::: RECORD EXTRACTS
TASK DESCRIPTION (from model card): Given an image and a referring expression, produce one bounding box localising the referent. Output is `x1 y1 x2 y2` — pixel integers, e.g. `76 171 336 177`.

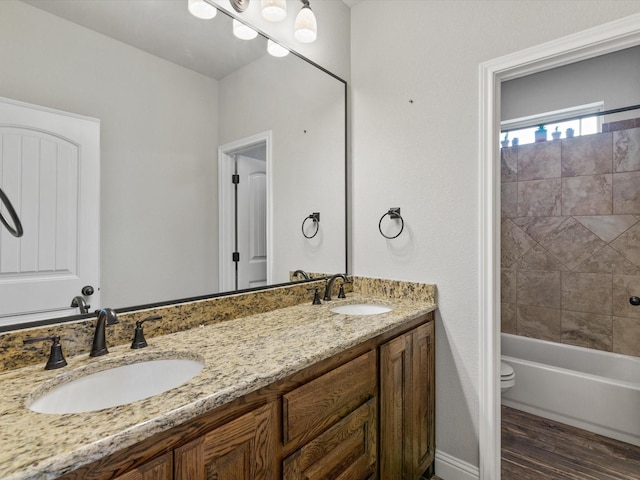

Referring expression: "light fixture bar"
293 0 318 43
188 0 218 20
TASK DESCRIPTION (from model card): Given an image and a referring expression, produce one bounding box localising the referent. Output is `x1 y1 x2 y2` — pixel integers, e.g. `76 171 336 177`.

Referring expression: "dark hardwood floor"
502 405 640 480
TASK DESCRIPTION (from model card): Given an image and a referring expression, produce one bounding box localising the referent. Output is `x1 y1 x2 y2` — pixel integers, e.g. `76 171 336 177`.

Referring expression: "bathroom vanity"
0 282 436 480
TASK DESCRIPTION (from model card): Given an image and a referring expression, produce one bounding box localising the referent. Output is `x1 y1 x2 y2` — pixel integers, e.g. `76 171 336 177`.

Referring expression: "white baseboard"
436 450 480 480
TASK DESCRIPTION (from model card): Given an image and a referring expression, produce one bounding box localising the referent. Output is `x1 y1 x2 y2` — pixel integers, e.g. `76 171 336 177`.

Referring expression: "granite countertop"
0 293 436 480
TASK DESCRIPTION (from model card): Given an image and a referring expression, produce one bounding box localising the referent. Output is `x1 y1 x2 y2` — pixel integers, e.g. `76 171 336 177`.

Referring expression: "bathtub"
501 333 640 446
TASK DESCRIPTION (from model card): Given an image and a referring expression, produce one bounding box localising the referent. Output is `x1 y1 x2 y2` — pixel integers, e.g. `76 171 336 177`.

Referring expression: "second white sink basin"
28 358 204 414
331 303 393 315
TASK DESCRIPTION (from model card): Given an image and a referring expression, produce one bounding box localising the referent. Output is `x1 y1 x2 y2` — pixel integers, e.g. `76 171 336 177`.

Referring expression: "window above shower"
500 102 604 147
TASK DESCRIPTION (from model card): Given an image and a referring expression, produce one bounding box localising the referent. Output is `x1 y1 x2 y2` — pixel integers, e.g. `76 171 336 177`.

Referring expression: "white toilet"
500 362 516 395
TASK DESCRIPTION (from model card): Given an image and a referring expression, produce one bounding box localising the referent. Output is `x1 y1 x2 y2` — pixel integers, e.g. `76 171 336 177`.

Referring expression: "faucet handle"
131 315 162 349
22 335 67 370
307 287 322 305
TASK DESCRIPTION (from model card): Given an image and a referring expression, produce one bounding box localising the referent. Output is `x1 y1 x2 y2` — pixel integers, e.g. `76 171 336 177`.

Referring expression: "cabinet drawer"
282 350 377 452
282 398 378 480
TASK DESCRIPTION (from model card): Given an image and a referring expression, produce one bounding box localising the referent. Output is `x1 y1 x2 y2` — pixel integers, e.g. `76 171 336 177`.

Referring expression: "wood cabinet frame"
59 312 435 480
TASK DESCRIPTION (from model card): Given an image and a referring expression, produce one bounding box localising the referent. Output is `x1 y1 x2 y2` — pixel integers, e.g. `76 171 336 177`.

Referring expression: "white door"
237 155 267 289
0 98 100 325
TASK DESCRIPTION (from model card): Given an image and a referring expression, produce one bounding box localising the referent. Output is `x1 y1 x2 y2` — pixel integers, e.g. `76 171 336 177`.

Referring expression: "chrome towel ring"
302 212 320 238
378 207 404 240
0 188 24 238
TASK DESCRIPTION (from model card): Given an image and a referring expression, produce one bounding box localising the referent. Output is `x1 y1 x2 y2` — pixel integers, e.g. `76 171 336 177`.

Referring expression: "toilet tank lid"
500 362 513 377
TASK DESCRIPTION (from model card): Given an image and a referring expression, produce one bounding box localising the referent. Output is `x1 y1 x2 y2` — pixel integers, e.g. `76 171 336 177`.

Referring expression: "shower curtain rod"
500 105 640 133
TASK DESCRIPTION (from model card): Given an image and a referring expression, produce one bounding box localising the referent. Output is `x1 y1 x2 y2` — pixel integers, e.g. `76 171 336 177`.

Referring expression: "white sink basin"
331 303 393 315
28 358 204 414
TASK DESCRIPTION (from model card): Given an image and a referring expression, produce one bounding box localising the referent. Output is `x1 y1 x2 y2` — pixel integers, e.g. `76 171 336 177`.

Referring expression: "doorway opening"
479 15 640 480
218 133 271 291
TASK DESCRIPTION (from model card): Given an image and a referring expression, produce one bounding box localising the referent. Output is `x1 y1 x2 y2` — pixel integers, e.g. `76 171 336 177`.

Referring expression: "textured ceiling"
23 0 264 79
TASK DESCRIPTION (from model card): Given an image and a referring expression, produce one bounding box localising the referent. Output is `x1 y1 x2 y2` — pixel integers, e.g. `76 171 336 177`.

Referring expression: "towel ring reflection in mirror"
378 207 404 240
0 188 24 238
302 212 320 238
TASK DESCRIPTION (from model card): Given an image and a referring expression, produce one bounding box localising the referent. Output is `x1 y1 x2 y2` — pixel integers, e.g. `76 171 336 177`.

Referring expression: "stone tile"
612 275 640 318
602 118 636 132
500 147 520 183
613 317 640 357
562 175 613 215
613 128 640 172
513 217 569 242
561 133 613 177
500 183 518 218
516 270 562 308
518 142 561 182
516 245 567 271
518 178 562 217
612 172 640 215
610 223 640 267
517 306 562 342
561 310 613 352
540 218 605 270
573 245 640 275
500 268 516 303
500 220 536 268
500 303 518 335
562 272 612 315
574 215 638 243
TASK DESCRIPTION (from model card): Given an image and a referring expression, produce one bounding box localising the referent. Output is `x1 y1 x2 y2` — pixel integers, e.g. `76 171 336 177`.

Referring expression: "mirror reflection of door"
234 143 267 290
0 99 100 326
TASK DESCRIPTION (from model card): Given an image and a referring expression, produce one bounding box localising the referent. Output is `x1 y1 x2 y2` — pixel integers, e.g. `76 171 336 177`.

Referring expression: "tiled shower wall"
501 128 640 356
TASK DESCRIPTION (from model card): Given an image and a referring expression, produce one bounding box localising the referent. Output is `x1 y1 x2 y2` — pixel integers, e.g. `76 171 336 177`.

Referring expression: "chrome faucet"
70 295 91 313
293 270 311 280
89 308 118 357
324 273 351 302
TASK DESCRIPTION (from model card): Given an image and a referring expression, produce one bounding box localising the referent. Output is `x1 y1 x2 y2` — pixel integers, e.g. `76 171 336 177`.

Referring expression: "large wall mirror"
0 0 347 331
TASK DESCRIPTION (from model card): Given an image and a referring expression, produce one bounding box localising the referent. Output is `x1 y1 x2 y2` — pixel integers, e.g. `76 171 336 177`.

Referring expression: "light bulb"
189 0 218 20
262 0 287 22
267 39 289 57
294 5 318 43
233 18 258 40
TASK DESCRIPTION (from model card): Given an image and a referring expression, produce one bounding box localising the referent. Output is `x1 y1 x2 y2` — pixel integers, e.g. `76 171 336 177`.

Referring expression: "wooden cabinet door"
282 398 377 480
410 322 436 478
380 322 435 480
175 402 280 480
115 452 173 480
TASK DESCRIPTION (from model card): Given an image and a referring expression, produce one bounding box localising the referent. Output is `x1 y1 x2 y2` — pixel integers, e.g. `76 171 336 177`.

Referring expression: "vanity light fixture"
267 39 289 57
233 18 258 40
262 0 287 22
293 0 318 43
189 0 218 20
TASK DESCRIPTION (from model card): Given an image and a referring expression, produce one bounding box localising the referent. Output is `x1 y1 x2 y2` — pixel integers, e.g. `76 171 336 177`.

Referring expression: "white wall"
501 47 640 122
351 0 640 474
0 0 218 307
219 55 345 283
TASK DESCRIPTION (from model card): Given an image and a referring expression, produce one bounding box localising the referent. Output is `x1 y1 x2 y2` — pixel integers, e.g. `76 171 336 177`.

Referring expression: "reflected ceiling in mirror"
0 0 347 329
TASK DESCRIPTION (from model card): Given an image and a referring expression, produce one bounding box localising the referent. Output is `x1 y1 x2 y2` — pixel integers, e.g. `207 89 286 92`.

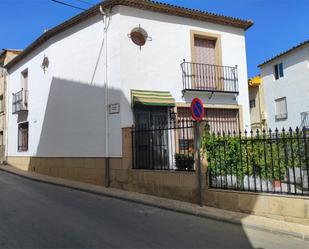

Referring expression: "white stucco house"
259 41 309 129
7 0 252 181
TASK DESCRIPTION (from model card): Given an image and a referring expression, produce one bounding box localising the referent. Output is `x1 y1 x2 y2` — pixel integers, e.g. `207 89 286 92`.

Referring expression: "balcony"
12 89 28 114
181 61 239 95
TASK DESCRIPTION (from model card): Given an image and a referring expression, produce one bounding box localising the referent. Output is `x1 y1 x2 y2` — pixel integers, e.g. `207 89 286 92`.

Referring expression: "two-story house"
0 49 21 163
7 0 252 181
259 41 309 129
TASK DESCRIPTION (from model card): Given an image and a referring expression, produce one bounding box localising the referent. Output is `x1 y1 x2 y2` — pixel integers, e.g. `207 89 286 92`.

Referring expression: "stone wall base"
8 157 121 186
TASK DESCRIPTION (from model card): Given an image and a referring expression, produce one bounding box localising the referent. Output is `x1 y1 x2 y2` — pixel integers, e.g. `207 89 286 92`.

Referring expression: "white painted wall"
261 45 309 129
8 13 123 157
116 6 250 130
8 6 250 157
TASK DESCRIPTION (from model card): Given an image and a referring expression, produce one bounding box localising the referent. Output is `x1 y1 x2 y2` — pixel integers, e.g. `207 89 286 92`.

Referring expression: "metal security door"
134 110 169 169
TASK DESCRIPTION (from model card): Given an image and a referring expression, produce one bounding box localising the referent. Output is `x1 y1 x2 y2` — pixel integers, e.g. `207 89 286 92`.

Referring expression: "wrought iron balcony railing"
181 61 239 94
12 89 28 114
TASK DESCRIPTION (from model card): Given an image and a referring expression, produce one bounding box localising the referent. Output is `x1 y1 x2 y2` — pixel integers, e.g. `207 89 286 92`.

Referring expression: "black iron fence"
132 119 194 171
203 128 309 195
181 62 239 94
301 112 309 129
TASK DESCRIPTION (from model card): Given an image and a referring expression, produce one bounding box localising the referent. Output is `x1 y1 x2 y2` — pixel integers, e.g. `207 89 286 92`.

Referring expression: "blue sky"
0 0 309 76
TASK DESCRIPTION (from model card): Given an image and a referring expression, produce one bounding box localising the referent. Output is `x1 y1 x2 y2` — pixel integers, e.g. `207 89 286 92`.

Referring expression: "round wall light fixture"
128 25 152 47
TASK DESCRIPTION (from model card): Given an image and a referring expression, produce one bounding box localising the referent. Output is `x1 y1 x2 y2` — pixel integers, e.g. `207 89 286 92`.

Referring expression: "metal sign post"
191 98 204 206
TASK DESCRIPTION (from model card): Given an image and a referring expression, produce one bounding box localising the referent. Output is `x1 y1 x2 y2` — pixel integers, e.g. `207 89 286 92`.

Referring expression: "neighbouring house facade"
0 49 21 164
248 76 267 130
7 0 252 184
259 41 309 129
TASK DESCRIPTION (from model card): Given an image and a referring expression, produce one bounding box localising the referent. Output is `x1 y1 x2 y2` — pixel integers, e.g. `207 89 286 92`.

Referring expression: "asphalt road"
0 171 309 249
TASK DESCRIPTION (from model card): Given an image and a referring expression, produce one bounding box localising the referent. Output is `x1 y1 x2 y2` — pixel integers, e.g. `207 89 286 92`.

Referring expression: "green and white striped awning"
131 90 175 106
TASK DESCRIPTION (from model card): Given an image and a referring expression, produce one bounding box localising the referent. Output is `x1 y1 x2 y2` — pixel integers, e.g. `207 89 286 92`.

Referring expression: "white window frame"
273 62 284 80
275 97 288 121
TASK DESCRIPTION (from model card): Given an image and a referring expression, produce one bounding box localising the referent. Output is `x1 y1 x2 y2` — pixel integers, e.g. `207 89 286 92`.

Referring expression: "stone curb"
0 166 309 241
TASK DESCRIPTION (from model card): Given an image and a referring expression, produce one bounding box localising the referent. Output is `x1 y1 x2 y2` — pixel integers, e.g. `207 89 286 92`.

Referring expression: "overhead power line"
::::::
• _TASK DIRECTIONS_
Update the part of the records that opens with their first line and closes with the line containing "0 293 436 480", putting "marble" in place of "granite" and keeping everything else unchanged. Leave the pictures out of your answer.

• _TASK RESPONSE_
TASK DESCRIPTION (from model card): Given an image and a referring expression, produce one bounding box localising the referent. Output is `x1 y1 x2 y2` — pixel integers, e.g. `76 171 336 177`.


Referring expression: "light fixture bar"
293 0 318 43
188 0 218 20
TASK DESCRIPTION (from model card): Given an image and a referring expression, produce one bounding box localising the referent. Output is `x1 y1 x2 y2` — pixel integers, e.g. `76 171 336 177`.

Referring expression: "dark hardwood floor"
502 405 640 480
TASK DESCRIPTION (from model card): Given an image and a referring expression, produce one bounding box localising the referent. Output is `x1 y1 x2 y2` — pixel integers, e.g. `76 171 336 177`.

Referring expression: "bathroom vanity"
0 282 436 480
TASK DESCRIPTION (from model card): Given an image and a referring expression, produce one bounding box localising the referent. Output is `x1 y1 x2 y2` — pixel integers, e.g. `76 171 336 177`.

Referring expression: "white baseboard"
436 450 480 480
TASK DESCRIPTION (from model card): Given an image and a referring expression, produce one bounding box localising the referent. Output is `x1 y1 x2 y2` — pixel integers, e.g. `76 171 336 177`.

Referring expression: "marble countertop"
0 293 436 480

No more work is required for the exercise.